---------- Text section

What do I need to think about?
Most web hosted services boast terms and conditions that reveal a reasonable set of guidelines around content ownership and user privacy measures. Typically services will commit to taking industry standard data security measures. Importantly though, these services will not (and cannot) guarantee your data is free from potential breach – either through malicious attack or simply just disgruntled employee.
What would the cost be to your enterprise if data shared on these services was revealed? In the luckiest of cases, it will be merely embarrassing and with a bit of TLC the affected communities could forgive and forget. In most cases, it is likely to lead to a loss of trust among affected communities and consequent loss of business with some time to build trust again. In some cases, it could result in publicity or litigation which threatens the very survival of your organisation.
The consequences of a breach will be unique to your business, the data shared, the trust relationship you had with the affected communities, etc.
Wouldn’t it be easier to just not use these services?
Maybe – but progress tends to bypass those who ignore advancement for fear of what might happen. The mere presence of risk does not mean something is to be avoided. With appropriate risk mitigation activities, there’s no reason your organisation cannot reap the benefits of these technologies – and there is a growing body of evidence to indicate that the benefits are significant.
Policy is arguably the most effective risk mitigation tool available. Your organisation should have an acceptable use policy for the enterprise social network and this should include rules, codes of conduct and some practical guidelines.
A brief aside – it’s worth mentioning that enterprise social networks do not need to be web based. Some vendors, e.g. SocialText, provide self-hosted options which offer significantly less opportunity for malicious behaviour. Of course, these will tend to be pricier and the additional cost needs to be weighed up against the “cost” of the risk (where the cost of a risk is a function of cost when realised and probability of being realised).

--------------------

- **Set tasks**:
A. Answer these questions from the passage on enterprise social network risk:
(i) What two ways a data breach might happen does the passage name?
(ii) What does the passage call arguably the most effective risk mitigation tool?
(iii) Which vendor is given as an example of one offering self-hosted options?
B. Express the lines of the listing as a numbered list, starting at the line that contains "the tree canopy" and ending at the end of the listing, with blank lines omitted.

---------- Data

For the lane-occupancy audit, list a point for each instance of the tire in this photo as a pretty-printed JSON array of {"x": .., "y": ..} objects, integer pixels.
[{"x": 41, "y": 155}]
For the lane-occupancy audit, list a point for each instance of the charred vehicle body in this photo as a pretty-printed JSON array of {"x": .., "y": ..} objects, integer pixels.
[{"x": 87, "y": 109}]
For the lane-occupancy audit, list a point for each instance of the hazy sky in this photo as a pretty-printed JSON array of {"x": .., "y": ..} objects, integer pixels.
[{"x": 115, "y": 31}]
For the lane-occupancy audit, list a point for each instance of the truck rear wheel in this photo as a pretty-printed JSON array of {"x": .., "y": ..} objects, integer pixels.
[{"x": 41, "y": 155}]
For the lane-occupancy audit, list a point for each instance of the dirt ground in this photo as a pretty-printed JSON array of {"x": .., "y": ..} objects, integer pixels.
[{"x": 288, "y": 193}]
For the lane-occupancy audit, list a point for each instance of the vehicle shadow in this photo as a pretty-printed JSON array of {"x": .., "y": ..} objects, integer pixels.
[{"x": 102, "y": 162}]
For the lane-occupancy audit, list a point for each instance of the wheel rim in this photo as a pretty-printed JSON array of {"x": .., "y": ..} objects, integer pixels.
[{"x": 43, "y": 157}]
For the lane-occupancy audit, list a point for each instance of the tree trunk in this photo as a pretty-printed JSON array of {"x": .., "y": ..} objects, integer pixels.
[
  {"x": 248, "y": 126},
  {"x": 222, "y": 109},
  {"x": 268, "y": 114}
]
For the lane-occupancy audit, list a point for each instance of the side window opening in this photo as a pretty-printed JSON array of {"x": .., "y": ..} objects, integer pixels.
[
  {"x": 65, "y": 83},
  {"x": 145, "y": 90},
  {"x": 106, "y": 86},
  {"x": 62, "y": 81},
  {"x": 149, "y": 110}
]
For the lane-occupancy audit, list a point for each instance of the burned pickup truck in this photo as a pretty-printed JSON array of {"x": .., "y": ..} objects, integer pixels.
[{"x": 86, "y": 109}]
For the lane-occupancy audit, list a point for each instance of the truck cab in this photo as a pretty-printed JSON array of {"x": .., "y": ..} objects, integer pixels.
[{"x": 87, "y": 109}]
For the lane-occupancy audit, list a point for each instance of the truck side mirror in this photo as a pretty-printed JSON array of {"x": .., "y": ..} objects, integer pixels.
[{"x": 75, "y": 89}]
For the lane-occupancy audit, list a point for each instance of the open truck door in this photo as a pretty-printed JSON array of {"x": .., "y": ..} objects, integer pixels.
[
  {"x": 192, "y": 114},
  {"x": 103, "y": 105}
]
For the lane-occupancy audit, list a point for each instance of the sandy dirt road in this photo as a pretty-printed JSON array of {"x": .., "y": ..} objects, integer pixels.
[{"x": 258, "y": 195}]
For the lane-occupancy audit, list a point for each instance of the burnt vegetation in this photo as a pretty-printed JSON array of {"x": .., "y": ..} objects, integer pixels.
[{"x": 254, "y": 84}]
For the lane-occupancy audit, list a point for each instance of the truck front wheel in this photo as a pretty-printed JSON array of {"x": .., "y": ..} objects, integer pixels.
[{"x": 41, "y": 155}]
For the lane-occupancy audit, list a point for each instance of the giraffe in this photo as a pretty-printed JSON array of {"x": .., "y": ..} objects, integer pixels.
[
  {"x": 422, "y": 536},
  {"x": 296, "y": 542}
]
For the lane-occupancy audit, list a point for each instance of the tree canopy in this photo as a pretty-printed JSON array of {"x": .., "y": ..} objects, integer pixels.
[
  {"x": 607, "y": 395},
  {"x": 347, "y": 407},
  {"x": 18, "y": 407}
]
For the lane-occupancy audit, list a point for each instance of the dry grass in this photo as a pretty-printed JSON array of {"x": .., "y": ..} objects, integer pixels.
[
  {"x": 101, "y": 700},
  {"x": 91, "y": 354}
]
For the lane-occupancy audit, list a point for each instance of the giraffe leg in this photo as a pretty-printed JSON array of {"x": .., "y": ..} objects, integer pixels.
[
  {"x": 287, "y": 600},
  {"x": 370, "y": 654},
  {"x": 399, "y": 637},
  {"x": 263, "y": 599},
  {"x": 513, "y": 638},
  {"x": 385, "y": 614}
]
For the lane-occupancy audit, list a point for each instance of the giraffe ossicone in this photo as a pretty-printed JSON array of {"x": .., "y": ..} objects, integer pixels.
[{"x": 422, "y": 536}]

--------------------

- **Expected results**:
A.
(i) Malicious attack or a disgruntled employee.
(ii) Policy.
(iii) SocialText.

B.
1. For the lane-occupancy audit, list a point for each instance of the tree canopy in this photo as a pretty-printed JSON array of {"x": .., "y": ..} objects, integer pixels.
2. [
3.   {"x": 607, "y": 395},
4.   {"x": 347, "y": 407},
5.   {"x": 18, "y": 407}
6. ]
7. For the lane-occupancy audit, list a point for each instance of the dry grass in this photo as a pretty-printed JSON array of {"x": .., "y": ..} objects, integer pixels.
8. [
9.   {"x": 101, "y": 700},
10.   {"x": 91, "y": 354}
11. ]
12. For the lane-occupancy audit, list a point for each instance of the giraffe leg in this photo as a pretty-printed JSON array of {"x": .., "y": ..} objects, integer pixels.
13. [
14.   {"x": 287, "y": 600},
15.   {"x": 370, "y": 654},
16.   {"x": 399, "y": 637},
17.   {"x": 263, "y": 599},
18.   {"x": 513, "y": 638},
19.   {"x": 385, "y": 614}
20. ]
21. For the lane-occupancy audit, list a point for each instance of the giraffe ossicone in this photo as a pretty-printed JSON array of {"x": .., "y": ..} objects, integer pixels.
22. [{"x": 422, "y": 536}]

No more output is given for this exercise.